[Task prompt]
Pictures are to be left out; otherwise, copy exactly the lines from the line containing "Target = windshield" through the end of the data.

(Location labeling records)
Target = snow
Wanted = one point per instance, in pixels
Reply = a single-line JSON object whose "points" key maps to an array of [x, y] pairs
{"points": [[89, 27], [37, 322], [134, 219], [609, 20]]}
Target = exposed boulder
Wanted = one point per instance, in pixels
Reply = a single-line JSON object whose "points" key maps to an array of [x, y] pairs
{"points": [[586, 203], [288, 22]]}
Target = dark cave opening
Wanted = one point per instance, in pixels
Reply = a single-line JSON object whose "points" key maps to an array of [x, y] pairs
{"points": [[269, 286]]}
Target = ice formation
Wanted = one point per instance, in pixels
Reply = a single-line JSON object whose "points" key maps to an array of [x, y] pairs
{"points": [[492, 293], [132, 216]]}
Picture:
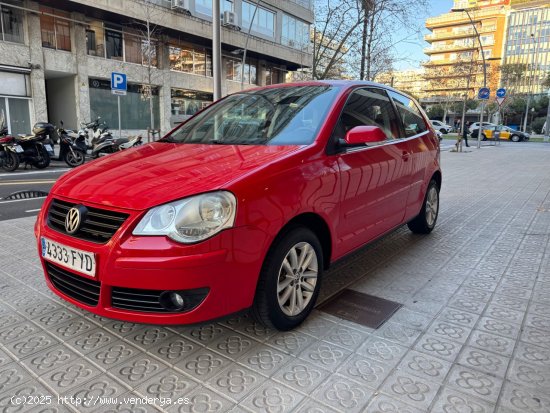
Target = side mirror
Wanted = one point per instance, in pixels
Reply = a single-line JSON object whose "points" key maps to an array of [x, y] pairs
{"points": [[361, 135]]}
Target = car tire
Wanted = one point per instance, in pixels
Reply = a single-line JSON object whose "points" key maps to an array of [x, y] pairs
{"points": [[287, 291], [425, 221]]}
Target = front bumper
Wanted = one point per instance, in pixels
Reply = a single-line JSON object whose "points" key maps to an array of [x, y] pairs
{"points": [[226, 267]]}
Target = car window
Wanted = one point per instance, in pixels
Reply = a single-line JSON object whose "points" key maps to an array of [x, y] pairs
{"points": [[274, 116], [413, 121], [368, 107]]}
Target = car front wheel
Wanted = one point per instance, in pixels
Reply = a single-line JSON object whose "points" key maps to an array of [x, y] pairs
{"points": [[425, 221], [290, 280]]}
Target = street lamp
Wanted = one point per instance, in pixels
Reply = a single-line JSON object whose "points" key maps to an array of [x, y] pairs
{"points": [[484, 74]]}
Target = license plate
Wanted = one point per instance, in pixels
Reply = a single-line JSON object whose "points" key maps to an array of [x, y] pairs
{"points": [[72, 258]]}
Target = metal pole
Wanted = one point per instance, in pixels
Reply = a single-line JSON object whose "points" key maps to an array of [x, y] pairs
{"points": [[246, 44], [530, 83], [119, 122], [547, 130], [216, 49]]}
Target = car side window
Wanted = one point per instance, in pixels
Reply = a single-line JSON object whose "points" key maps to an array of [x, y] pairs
{"points": [[413, 121], [368, 107]]}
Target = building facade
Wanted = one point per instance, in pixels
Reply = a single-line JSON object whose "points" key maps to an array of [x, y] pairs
{"points": [[527, 49], [56, 57], [412, 82], [456, 58]]}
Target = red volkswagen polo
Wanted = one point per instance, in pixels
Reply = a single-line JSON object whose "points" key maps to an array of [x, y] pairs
{"points": [[242, 206]]}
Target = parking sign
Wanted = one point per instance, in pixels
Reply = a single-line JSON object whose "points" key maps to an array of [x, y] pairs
{"points": [[118, 84]]}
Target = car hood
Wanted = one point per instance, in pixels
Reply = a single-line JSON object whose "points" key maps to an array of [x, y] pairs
{"points": [[157, 173]]}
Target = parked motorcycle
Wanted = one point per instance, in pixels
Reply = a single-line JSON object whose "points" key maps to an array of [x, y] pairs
{"points": [[72, 147], [37, 148], [95, 132], [114, 145], [9, 158]]}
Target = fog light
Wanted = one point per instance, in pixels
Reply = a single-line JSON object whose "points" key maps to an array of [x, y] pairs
{"points": [[172, 301]]}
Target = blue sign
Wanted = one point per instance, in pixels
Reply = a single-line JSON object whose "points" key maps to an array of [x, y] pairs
{"points": [[118, 83], [484, 93]]}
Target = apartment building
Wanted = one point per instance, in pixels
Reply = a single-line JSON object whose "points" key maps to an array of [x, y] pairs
{"points": [[57, 56], [409, 81], [527, 48], [455, 65]]}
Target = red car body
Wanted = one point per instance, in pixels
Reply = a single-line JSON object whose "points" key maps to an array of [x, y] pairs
{"points": [[348, 199]]}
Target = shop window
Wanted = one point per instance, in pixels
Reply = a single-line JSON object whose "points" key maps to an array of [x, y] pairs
{"points": [[11, 24], [188, 102], [134, 106], [190, 60]]}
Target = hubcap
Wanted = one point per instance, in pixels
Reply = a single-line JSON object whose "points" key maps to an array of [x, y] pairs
{"points": [[297, 278], [432, 206]]}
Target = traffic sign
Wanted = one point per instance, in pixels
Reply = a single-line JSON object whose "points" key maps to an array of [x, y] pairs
{"points": [[484, 93], [118, 84]]}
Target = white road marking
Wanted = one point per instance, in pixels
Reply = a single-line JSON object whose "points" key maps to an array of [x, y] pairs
{"points": [[19, 200], [36, 172]]}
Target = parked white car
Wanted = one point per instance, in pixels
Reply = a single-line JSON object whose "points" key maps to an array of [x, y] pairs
{"points": [[475, 126], [440, 126]]}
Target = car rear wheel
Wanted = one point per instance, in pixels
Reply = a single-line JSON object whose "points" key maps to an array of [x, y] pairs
{"points": [[425, 221], [290, 280]]}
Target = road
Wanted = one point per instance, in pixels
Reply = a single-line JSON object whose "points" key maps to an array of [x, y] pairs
{"points": [[21, 180]]}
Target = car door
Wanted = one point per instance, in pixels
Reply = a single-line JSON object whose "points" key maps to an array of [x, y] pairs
{"points": [[374, 179], [422, 148]]}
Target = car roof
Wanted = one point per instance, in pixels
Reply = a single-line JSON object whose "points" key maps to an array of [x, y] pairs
{"points": [[344, 84]]}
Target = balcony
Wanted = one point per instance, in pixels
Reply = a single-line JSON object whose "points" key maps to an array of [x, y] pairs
{"points": [[454, 18], [448, 48], [455, 34]]}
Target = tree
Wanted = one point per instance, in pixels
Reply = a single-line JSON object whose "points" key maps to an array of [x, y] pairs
{"points": [[436, 112], [148, 31], [354, 37]]}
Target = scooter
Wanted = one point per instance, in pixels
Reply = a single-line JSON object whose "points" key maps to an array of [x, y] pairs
{"points": [[114, 145], [37, 148], [72, 149]]}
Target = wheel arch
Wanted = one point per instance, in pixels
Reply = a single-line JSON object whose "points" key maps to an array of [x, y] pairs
{"points": [[317, 225]]}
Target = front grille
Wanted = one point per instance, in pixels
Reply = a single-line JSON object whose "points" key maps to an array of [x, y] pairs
{"points": [[149, 300], [99, 224], [79, 288]]}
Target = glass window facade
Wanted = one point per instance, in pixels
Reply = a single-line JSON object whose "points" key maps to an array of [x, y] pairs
{"points": [[11, 24], [134, 107], [190, 59], [295, 33], [264, 19], [188, 102], [56, 32], [233, 70]]}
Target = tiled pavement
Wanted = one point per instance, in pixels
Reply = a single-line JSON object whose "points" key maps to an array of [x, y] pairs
{"points": [[473, 334]]}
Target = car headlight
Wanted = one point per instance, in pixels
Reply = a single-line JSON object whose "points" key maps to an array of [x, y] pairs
{"points": [[192, 219]]}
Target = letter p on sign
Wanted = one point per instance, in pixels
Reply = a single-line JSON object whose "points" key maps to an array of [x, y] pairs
{"points": [[118, 83]]}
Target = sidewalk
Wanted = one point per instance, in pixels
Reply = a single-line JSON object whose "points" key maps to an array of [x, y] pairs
{"points": [[473, 334]]}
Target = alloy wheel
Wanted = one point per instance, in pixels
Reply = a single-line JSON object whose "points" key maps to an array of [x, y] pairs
{"points": [[297, 278]]}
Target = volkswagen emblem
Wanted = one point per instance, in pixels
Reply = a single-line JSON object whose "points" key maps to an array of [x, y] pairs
{"points": [[74, 219]]}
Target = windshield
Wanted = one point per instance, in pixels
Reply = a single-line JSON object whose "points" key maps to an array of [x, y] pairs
{"points": [[276, 116]]}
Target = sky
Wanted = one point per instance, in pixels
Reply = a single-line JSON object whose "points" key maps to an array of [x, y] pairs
{"points": [[409, 48]]}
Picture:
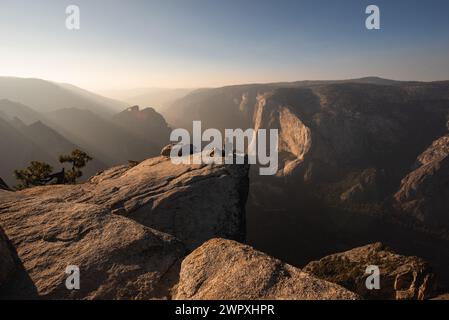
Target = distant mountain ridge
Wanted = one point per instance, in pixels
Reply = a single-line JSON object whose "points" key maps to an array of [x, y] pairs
{"points": [[36, 126], [46, 96]]}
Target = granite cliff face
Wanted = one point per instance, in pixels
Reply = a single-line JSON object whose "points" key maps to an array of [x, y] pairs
{"points": [[127, 228], [401, 277], [424, 193], [224, 269], [344, 148]]}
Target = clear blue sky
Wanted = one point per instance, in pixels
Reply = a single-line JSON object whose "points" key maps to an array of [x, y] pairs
{"points": [[191, 43]]}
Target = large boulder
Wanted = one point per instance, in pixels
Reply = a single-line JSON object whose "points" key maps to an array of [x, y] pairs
{"points": [[225, 269], [401, 277], [127, 229]]}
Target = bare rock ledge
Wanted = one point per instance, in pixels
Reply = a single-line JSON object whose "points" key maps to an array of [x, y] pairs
{"points": [[225, 269], [127, 228]]}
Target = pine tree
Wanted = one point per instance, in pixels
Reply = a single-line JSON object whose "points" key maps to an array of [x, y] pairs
{"points": [[78, 159], [36, 174]]}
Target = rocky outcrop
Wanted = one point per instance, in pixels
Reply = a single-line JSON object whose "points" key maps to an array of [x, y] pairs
{"points": [[7, 262], [224, 269], [401, 277], [424, 193], [127, 229]]}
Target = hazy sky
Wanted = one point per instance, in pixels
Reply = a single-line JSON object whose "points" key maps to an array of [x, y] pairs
{"points": [[193, 43]]}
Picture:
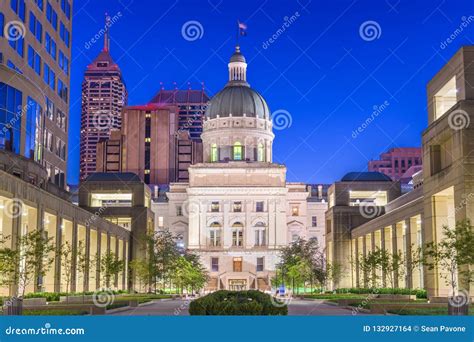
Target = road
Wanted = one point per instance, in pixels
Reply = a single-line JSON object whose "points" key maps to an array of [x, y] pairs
{"points": [[179, 307]]}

[Complete response]
Target = windshield
Wanted = one point per instance, in pixels
Reply = a single-line JSON object whose "points" key maps to an array of [x, y] pairs
{"points": [[276, 116]]}
Target = sky
Wanted = one point per instance, in pixels
Reply = a single-line JSON object whose "points" key maps to an array of [x, y] pairs
{"points": [[409, 48]]}
Picture:
Target = distant mountain ridge
Wanted = one point per instance, in pixels
Reply = a single-line JSON object whose "points" key maps to an array of [x, y] pairs
{"points": [[36, 126], [46, 96]]}
Target = granite cliff face
Wanted = one point per instance, in pixels
Reply = a single-line JSON object whose "points" key maps to an array of [x, y] pairs
{"points": [[127, 228], [401, 277], [424, 193], [224, 269], [344, 148]]}
Target = clear blue sky
Wanted = one point per instance, in pixels
Reply = a single-line JSON object whose "points" key maps to an array of [x, y] pairs
{"points": [[191, 43]]}
Target = large boulder
Wanted = one point per instance, in pixels
Reply = a single-line JSON object whose "points" key maps to an array of [x, y] pairs
{"points": [[225, 269], [401, 277], [127, 229]]}
Target = bare rock ledge
Wanted = one point per instance, in pixels
Reply = a single-line JSON object whose "points" key maps to an array of [x, y] pairs
{"points": [[225, 269], [127, 228]]}
Target = pine tree
Wanted = one point per instance, in pixels
Reply = a single-line JSON object whose "points" key maps to an array of [x, y] pairs
{"points": [[78, 159], [36, 174]]}
Target = rocky outcrop
Wanted = one point per instance, in pixels
Reply = a single-line JSON object whose "points" key maps to an array of [x, y] pairs
{"points": [[7, 262], [224, 269], [401, 277], [424, 193], [127, 229]]}
Target = hazy sky
Wanted = one point per instance, in pixels
Reply = a single-line JSON object whose "points" key maps to an array of [x, y] pairs
{"points": [[193, 43]]}
Picture:
Target = road
Wanted = one point per instance, in pixels
Reply = a single-line JSON object whose "points" key maps to an array of [x, y] pairs
{"points": [[179, 307]]}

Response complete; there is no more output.